* **WHAT YOU WILL DO**
Return the entries in their entirety, precisely as given.

* **RECORDS SUPPLIED**
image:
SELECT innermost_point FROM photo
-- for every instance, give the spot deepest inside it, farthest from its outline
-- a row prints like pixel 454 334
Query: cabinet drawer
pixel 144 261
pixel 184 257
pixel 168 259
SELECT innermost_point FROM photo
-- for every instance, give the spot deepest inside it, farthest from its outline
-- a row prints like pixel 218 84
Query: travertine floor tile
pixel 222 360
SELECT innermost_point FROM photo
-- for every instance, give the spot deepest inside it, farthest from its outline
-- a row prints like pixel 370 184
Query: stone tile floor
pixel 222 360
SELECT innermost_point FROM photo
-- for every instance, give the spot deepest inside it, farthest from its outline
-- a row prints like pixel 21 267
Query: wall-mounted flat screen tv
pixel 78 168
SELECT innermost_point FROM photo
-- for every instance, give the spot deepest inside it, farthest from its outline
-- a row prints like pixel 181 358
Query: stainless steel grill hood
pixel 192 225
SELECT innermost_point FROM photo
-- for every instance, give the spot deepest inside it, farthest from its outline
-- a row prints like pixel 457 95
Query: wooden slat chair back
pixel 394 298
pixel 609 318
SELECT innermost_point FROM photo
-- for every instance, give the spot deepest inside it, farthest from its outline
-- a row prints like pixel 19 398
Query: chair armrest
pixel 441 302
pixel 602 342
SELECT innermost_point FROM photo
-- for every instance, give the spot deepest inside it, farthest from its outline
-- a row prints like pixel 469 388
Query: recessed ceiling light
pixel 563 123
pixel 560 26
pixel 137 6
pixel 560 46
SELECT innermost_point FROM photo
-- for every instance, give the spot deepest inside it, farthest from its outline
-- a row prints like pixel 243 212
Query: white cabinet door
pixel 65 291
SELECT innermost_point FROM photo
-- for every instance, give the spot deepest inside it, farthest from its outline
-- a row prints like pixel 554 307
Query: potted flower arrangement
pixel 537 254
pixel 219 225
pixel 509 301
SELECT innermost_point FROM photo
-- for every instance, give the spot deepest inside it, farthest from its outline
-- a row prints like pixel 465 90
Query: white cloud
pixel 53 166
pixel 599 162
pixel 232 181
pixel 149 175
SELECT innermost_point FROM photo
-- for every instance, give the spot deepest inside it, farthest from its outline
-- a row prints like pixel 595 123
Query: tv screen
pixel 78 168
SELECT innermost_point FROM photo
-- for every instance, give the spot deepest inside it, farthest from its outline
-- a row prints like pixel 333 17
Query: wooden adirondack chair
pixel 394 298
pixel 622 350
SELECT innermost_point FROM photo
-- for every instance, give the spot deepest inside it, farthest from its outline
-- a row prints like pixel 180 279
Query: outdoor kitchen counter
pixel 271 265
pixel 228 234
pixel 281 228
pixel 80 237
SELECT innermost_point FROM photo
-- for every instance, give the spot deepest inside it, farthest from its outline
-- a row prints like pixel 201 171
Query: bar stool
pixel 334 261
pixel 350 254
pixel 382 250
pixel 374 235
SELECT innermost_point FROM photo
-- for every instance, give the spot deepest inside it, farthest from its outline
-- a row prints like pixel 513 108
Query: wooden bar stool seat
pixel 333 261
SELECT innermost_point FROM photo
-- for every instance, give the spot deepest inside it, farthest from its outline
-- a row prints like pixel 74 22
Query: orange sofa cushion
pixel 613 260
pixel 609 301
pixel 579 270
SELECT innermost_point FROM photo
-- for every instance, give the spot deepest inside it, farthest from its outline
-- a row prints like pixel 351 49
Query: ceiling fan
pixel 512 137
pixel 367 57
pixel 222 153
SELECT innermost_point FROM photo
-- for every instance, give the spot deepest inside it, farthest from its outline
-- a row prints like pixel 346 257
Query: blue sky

* **YOUR RESPONSE**
image:
SELECT innermost_point FROM photo
-- for every instance, give the spot deepest inside it, farthest from its outline
-- a row prints like pixel 454 334
Query: cabinet drawer
pixel 144 261
pixel 184 257
pixel 168 259
SELECT innermost_point FROM photo
-- for every instance, give the spot deepest inside it, farthest from its outline
-- a row prints like pixel 218 84
Query: travertine floor tile
pixel 222 360
SELECT innermost_point FROM photo
-- for every instance, give the spot deepest inside it, farthest from its outline
-- a row prints like pixel 370 184
Query: stone tile floor
pixel 222 360
SELECT innermost_point FROM photo
-- for every instance, give the spot deepest inside it, farthest from its outline
-- a row prints like pixel 21 267
Query: wall-mounted flat screen tv
pixel 78 168
SELECT innermost_point FROM photo
-- for every instance, give the spot deepest inside it, farthest from its outline
-- a row prints like pixel 181 358
Query: stainless steel grill hood
pixel 192 225
SELECT innermost_point FROM photo
-- for every instance, give the spot deepest inside it, farthest from its outline
-- a row prints like pixel 457 95
Query: wooden slat chair back
pixel 394 298
pixel 609 318
SELECT innermost_point FROM photo
-- for every instance, give the spot deepest inside it, farthest from its outline
-- a row prints like pixel 19 398
Query: chair armrest
pixel 441 302
pixel 602 342
SELECT innermost_point FROM photo
-- for every instance, give the spot deepest inside it, farthest from its outline
-- a row prints like pixel 469 388
Query: recessed ceiling light
pixel 563 123
pixel 560 26
pixel 137 6
pixel 560 46
SELECT innermost_point FROM photo
-- for every instance, give the spot deepest inside it, farthest from its outline
-- a row prints like pixel 243 212
Query: white cabinet door
pixel 65 291
SELECT innermost_point FROM photo
-- for every instance, give the spot deepest inside it, farthest from its outline
-- a row prints like pixel 554 307
Query: potted flower arrangement
pixel 537 254
pixel 219 225
pixel 509 301
SELECT innermost_point FROM photo
-- for every instance, give the spot deepest inside it, farthest from its outline
-- a row prints like pixel 465 90
Query: white cloud
pixel 53 166
pixel 599 162
pixel 232 181
pixel 149 175
SELECT innermost_point FROM photo
-- for every instance, give the spot deepest inside it, farthest from its outline
-- a row prints like pixel 595 123
Query: tv screen
pixel 78 168
SELECT innermost_point FROM photo
-- for every instance, give the spot deepest inside it, farthest from its outline
-- a row prints like pixel 333 17
Query: wooden adirondack chair
pixel 394 298
pixel 622 350
SELECT innermost_point FROM photo
-- for every instance, give the spot deepest inside it, farthest from its outline
-- a row prints like pixel 180 279
Query: outdoor kitchen counter
pixel 271 265
pixel 228 234
pixel 281 228
pixel 80 237
SELECT innermost_point FROM photo
-- for every instance, give the spot deepest inside it, farthest from its outline
-- a row prints like pixel 201 171
Query: bar stool
pixel 334 261
pixel 350 254
pixel 382 250
pixel 374 235
SELECT innermost_point FROM photo
-- for every instance, give the spot deepest inside it, farthest from its outline
-- a row prints like pixel 513 108
Query: wooden bar stool seat
pixel 333 261
SELECT innermost_point FROM photo
-- for every instance, give the spot deepest inside it, farthest from its outline
-- a row prints like pixel 74 22
Query: orange sofa cushion
pixel 613 260
pixel 609 301
pixel 579 270
SELECT innermost_point FROM photo
-- for every instance, give the spot deepest inside it, farthest from its outline
-- a row prints like pixel 351 49
Query: ceiling fan
pixel 512 137
pixel 367 57
pixel 222 153
SELECT innermost_point FROM photo
-- for every instance, give the spot deepest inside it, farthest from its outline
-- a row prints like pixel 346 257
Query: blue sky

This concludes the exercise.